The entries that follow should be written out exactly.
——————————
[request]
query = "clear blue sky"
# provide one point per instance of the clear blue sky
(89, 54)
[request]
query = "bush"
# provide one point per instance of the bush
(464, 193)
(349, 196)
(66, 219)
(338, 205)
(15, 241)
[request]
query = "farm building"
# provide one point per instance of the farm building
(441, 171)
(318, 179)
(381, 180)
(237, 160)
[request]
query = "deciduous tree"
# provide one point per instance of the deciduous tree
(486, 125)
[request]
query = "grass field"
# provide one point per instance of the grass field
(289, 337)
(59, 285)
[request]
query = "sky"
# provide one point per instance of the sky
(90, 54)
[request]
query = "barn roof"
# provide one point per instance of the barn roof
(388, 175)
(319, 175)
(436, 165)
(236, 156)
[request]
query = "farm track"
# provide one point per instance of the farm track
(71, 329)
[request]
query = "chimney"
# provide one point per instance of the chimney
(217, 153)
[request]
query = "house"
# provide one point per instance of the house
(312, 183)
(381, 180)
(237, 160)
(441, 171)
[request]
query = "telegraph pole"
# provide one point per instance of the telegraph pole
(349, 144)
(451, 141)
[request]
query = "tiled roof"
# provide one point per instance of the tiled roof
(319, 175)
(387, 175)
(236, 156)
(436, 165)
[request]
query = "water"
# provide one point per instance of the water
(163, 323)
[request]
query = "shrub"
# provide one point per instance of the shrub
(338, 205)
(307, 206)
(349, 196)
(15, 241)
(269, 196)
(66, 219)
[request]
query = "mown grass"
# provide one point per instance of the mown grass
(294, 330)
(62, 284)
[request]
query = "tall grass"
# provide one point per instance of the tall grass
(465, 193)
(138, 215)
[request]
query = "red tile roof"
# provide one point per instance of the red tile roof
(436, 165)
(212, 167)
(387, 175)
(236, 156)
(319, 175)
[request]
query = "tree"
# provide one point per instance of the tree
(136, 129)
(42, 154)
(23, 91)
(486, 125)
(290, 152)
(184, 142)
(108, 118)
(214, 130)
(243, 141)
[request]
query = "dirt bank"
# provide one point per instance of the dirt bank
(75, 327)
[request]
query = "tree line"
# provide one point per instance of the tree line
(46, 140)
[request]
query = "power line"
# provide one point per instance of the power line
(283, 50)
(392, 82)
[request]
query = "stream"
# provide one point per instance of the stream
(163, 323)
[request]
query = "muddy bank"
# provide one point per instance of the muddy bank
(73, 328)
——————————
### Response to the exercise:
[request]
query = "clear blue sky"
# provide one point per instance of the clear blue sky
(89, 54)
[request]
query = "bush"
# provide one point per instance of the bush
(464, 193)
(349, 196)
(66, 219)
(338, 205)
(15, 241)
[request]
query = "farm building"
# provide one point per instance of the farm building
(441, 171)
(318, 179)
(381, 180)
(237, 160)
[request]
query = "deciduous tree"
# provide one point per instance of the deciduous tree
(486, 125)
[request]
query = "grass field"
# provide one point per instance of the grass field
(289, 337)
(59, 285)
[request]
query = "sky"
# provide one point per instance of the sky
(90, 54)
[request]
query = "barn roof"
# provide one point per instance of the barn roof
(388, 175)
(319, 175)
(436, 165)
(236, 156)
[request]
query = "farm track"
# provide one point per instance of the farm track
(71, 329)
[request]
query = "chimney"
# provide one point per instance of the chimney
(217, 153)
[request]
query = "house"
# provide one point per instance of the house
(312, 183)
(381, 180)
(237, 160)
(441, 171)
[request]
query = "telegraph pole"
# provide one point per instance of the telegraph pole
(349, 144)
(451, 141)
[request]
query = "tiled roof"
# provide one point per instance of the tiled roof
(319, 175)
(387, 175)
(236, 156)
(436, 165)
[request]
query = "water"
# provide one point per instance of the water
(163, 323)
[request]
query = "shrub"
# provide one point per instance of the shrub
(338, 205)
(307, 206)
(349, 196)
(15, 241)
(269, 196)
(66, 219)
[request]
query = "mown grass"
# provide one point per instance of the mown grass
(294, 330)
(62, 284)
[request]
query = "tall grass"
# provide one point per instance of the tall grass
(465, 193)
(138, 215)
[request]
query = "red tile roof"
# provide one point per instance of the red tile roof
(436, 165)
(212, 167)
(387, 175)
(236, 156)
(319, 175)
[request]
query = "tree"
# provide one point per instance of the tree
(136, 129)
(42, 154)
(23, 91)
(486, 125)
(290, 152)
(184, 142)
(108, 118)
(214, 130)
(243, 141)
[request]
query = "dirt bank"
# provide one point per instance of the dirt bank
(75, 327)
[request]
query = "tree line"
# provide one point per instance of the tree line
(46, 140)
[request]
query = "power line"
# provide one point per instance of the power line
(283, 50)
(392, 82)
[request]
query = "stream"
# provide one point per instance of the stream
(163, 323)
[request]
query = "muddy bank"
# provide one point per instance of the muddy bank
(73, 328)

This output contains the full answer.